>> Begin SOURCE EXCERPT

They did not do so. Unlike some “great cases” of American history, where the press of time and circumstances had the effect of concentrating the judicial mind to produce important landmark constitutional decisions, the Court in Trump v. Anderson produced a flimsy decision in a high-stakes, high-profile, high-intensity case of great importance. Instead of confronting the issues squarely, the Court tried to sweep Section Three under the rug. The Court decided little, in the end, and what it did decide was still flagrantly wrong.

The Court held that states may not enforce Section Three’s disqualifications from office in the context of state election law concerning elections to federal office. That holding is legally indefensible. It fundamentally inverts the Constitution’s text, structure, and history concerning the power of states in presidential elections.  

Yet equally significant is what the Court did not decide. It did not reject the Colorado Supreme Court’s conclusion that Trump is disqualified from future office, under the standards of Section Three. It did not hold that the events culminating in the January 6 attack on the capitol fell short of the constitutional standard for an “insurrection.” It did not reject the Colorado Supreme Court’s conclusion that Trump had “engaged in” that insurrection. It did not question the Colorado courts’ factual findings concerning Trump’s conduct and intent. And–perhaps contrary to initial appearances, and contrary to the critique of the justices concurring in the judgment only–the Court did not hold that Section Three is legally inoperative without enforcement legislation by Congress. Nothing in the case contradicts the conclusions we reached in our prior scholarship, The Sweep and Force of Section Three, on any of these points.

>> End SOURCE EXCERPT
>> Begin GIVEN ENTRIES

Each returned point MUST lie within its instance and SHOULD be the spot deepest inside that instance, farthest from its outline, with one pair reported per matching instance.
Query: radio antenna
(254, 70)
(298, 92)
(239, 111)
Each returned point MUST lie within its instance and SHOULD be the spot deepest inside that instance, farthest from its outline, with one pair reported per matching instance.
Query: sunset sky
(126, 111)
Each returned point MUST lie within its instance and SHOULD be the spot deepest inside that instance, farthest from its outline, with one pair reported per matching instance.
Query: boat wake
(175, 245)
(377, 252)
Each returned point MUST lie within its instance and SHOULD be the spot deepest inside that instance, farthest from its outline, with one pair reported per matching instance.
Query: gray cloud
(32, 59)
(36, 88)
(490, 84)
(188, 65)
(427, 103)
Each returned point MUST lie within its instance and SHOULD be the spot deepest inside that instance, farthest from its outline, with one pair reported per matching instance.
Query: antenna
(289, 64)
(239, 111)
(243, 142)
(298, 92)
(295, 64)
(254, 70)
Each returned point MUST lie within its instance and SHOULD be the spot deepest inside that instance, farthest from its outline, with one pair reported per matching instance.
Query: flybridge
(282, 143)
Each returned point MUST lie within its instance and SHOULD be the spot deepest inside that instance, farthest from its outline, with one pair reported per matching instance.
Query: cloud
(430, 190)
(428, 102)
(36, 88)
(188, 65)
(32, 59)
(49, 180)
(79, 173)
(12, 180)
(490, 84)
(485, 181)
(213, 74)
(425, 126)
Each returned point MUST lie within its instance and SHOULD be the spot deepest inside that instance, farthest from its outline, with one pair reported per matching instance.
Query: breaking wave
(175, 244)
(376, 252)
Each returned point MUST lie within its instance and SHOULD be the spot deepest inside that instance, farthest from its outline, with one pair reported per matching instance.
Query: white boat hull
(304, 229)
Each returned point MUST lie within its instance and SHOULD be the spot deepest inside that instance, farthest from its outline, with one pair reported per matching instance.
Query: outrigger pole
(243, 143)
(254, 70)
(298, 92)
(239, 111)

>> End GIVEN ENTRIES

**THE TASKS**
- a) Duplicate the part of the commentary on Trump v. Anderson from "They did not" to "in presidential elections.".
- b) In the commentary on Trump v. Anderson:
(i) What did the Court hold that states may not enforce?
(ii) Whose factual findings about Trump's conduct and intent did the Court not question?
(iii) What is the title of the prior scholarship the authors mention?
- c) Carry the commentary on Trump v. Anderson further, picking up after its final sentence.

**TASK ANSWERS**
- a)
They did not do so. Unlike some “great cases” of American history, where the press of time and circumstances had the effect of concentrating the judicial mind to produce important landmark constitutional decisions, the Court in Trump v. Anderson produced a flimsy decision in a high-stakes, high-profile, high-intensity case of great importance. Instead of confronting the issues squarely, the Court tried to sweep Section Three under the rug. The Court decided little, in the end, and what it did decide was still flagrantly wrong.

The Court held that states may not enforce Section Three’s disqualifications from office in the context of state election law concerning elections to federal office. That holding is legally indefensible. It fundamentally inverts the Constitution’s text, structure, and history concerning the power of states in presidential elections.

- b)
(i) Section Three's disqualifications from office, in the context of state election law concerning elections to federal office.
(ii) The Colorado courts'.
(iii) The Sweep and Force of Section Three.

- c)
The upshot is that Donald Trump remains constitutionally disqualified from the presidency and may not lawfully serve in that office or any other unless Congress removes the disqualification by two-thirds majorities of both houses. Nothing in Trump v. Anderson changes that legal reality. If Donald Trump was constitutionally ineligible to the presidency on March 3, 2024, the day before the Court’s decision, he remained constitutionally ineligible on March 5, the day after its decision. And he remains ineligible today. A variety of potential avenues to enforce that disqualification remain. Sweeping Section Three under the rug thus may merely have postponed the day of ultimate constitutional reckoning.